Consigna 1 ▸
Reproduce del fragmento sobre el piropo el pasaje que va desde "Otro argumento posible" hasta "minorías o disidencias.", ambos incluidos.

#### Fragmento del documento ####

Otro argumento posible en defensa del piropo (y uso “argumento” siendo muy generosa), es que también “existe al revés” –uno de los lemas más rancios y gastados del patriarcado. Los hombres violan a las mujeres: “también pasa al revés”. Los hombres matan a las mujeres: “también pasa al revés”. Y claro: los hombres piropean a las mujeres: “también pasa al revés”. Este lema puede sustituirse con el de “no todos los hombres”, por ejemplo, porque vienen a significar lo mismo: la negación del problema bajo la réplica de las escasas minorías o disidencias.
No creo que haga falta aclarar que se habla, siempre, en generalidades. Y espero que tampoco haga falta aclarar que las excepciones no conforman la regla. Que cuando se habla de cualquier otra estadística que no nazca de la lucha feminista, parece ser que el “no todos somos iguales” se vuelve innecesario. Si nunca has dicho un piropo por la calle, felicidades, pero ni merece eso un reconocimiento (el respeto a la dignidad humana de las mujeres debe ser la norma, no la excepción), ni tiene sentido alguno tanta indignación cuando no te sientes identificado con lo que se dice.
Pero evitemos entretenernos más en esto, porque los problemas del ego y del orgullo ofendido es algo que no vamos a resolver ni hoy, ni aquí.
El piropo callejero es la puntita del iceberg del machismo. O una de sus puntitas. Porque el piropo implica varias cosas. En primer lugar, la cosificación. Se evalúa el cuerpo de la mujer, y se la reduce a ello (esto es: se la cosifica). Es por eso que a los hombres les sorprende nuestro rechazo al piropo. Es decir: si la mujer es su cuerpo (porque ellos nos cosifican al evaluarnos), y, por tanto, su valor reside en su cuerpo y con el piropo le digo que su cuerpo es válido, ¿por qué debería molestarse? Pues porque, claro, no somos nuestros cuerpos. Quizás la información que estoy a punto de dar pueda parecer fuerte y rompedora, incluso atrevida, pero ahí va: muchachos, las mujeres no somos cuerpos; las mujeres somos personas.
La segunda cosa que implica el piropo es que, más allá de la cosificación, es el macho el que debe evaluarnos, el que debe darnos por válidas o no válidas. Y eso es el piropo: la aprobación del examen físico que nos hace el hombre.

#### Material de trabajo ####

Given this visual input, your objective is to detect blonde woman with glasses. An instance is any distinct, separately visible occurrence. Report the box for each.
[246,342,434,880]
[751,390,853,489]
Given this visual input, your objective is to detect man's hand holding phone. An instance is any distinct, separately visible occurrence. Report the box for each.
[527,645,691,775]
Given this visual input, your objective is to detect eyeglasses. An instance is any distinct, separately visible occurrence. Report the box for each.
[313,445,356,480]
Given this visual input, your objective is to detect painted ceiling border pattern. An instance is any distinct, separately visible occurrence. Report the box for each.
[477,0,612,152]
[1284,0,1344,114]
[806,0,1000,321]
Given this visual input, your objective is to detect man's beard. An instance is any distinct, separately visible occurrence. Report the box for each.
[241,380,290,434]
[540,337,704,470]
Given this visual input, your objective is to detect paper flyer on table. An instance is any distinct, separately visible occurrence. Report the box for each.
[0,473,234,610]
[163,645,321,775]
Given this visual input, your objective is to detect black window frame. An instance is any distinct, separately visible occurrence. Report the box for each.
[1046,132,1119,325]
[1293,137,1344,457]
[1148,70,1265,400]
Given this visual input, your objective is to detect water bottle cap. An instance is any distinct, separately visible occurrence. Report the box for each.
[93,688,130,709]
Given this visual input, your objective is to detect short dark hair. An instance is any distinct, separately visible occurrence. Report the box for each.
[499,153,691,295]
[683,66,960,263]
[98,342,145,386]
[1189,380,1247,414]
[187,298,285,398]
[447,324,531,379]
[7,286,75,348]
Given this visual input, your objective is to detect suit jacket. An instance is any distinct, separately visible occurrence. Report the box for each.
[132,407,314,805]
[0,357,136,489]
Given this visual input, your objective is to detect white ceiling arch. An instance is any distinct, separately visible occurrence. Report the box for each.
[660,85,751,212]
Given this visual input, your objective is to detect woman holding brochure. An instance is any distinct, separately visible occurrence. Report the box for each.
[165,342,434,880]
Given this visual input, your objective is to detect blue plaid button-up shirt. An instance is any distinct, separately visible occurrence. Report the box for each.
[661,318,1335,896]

####
#### Material de trabajo ####

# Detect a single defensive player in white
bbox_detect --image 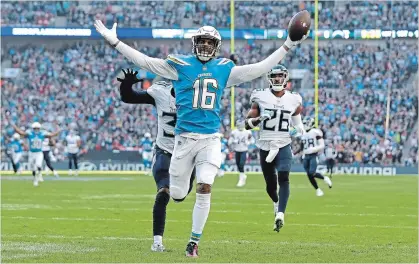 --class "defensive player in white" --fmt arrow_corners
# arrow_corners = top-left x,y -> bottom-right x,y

####

Consigna 2 ▸
Presenta como tabla Markdown, con las columnas «N.º» y «Línea», las filas del material de trabajo desde la línea con "Given this visual input, your objective is to detect blonde" hasta la línea con "[751,390,853,489]", ambas incluidas, sin las líneas en blanco.

Solución 1 ▸
Otro argumento posible en defensa del piropo (y uso “argumento” siendo muy generosa), es que también “existe al revés” –uno de los lemas más rancios y gastados del patriarcado. Los hombres violan a las mujeres: “también pasa al revés”. Los hombres matan a las mujeres: “también pasa al revés”. Y claro: los hombres piropean a las mujeres: “también pasa al revés”. Este lema puede sustituirse con el de “no todos los hombres”, por ejemplo, porque vienen a significar lo mismo: la negación del problema bajo la réplica de las escasas minorías o disidencias.

Solución 2 ▸
| N.º | Línea |
|---|---|
| 1 | Given this visual input, your objective is to detect blonde woman with glasses. An instance is any distinct, separately visible occurrence. Report the box for each. |
| 2 | [246,342,434,880] |
| 3 | [751,390,853,489] |